Insights From: Michael Birrer, MD, ONeal Comprehensive Cancer Center; Ursula A. Matulonis, MD, Dana-Farber Cancer Institute; Kathleen Moore, MD, Stephenson Cancer Center
Ursula A. Matulonis, MD: PARP [poly (ADP-ribose) polymerase] inhibitor development was a little slow to start but eventually picked up. There were a number of different strategies around PARP inhibitor development. There was use as a single agent, so that was 1 trial called Study 12 in which the drug olaparib was being compared with a drug called pegylated liposomal doxorubicin in women with BRCA-mutated recurrent ovarian cancer.
Second was adding olaparib to carboplatin and paclitaxel chemotherapy, compared with carboplatin-paclitaxel chemotherapy alone. And though there was a progression-free survival [PFS] benefit of around 4 months, that trial required the dose reduction of the chemotherapy in addition to the olaparib when the 2 are combined because of the overlapping bone marrow suppression.

» **YOUR TASK**: Carry on the discussion of PARP inhibitor development in ovarian cancer from its last sentence. The data comes from a separate source.

» **DATA PROVIDED**:
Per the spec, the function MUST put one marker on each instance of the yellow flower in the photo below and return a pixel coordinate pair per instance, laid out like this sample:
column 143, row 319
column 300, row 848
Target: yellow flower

» **RESULT OF THE EXERCISE**:
And then a third strategy, which is the one that really took hold and progressed further, was to use PARP inhibitors as maintenance therapies. So patients with platinum-sensitive, recurrent, mostly high-grade serous cancers—sometimes high-grade endometrioid cancers—were allowed in as well. And for patients who had penultimate platinum sensitivity and the most recent platinum also showing response, at the completion of the chemotherapy for these patients with recurrent disease, there was a trial called Study 19 that was published in the New England Journal of Medicine a number of years ago. And for those patients, it was a 1:1 randomization between olaparib versus placebo in this very highly distilled patient population of high-grade serous cancer, platinum sensitive to the most recent platinum, and penultimate platinum sensitivity as well. So you’re really distilling out a patient population who has a high degree of platinum sensitivity and thus underlying homologous recombination deficiency.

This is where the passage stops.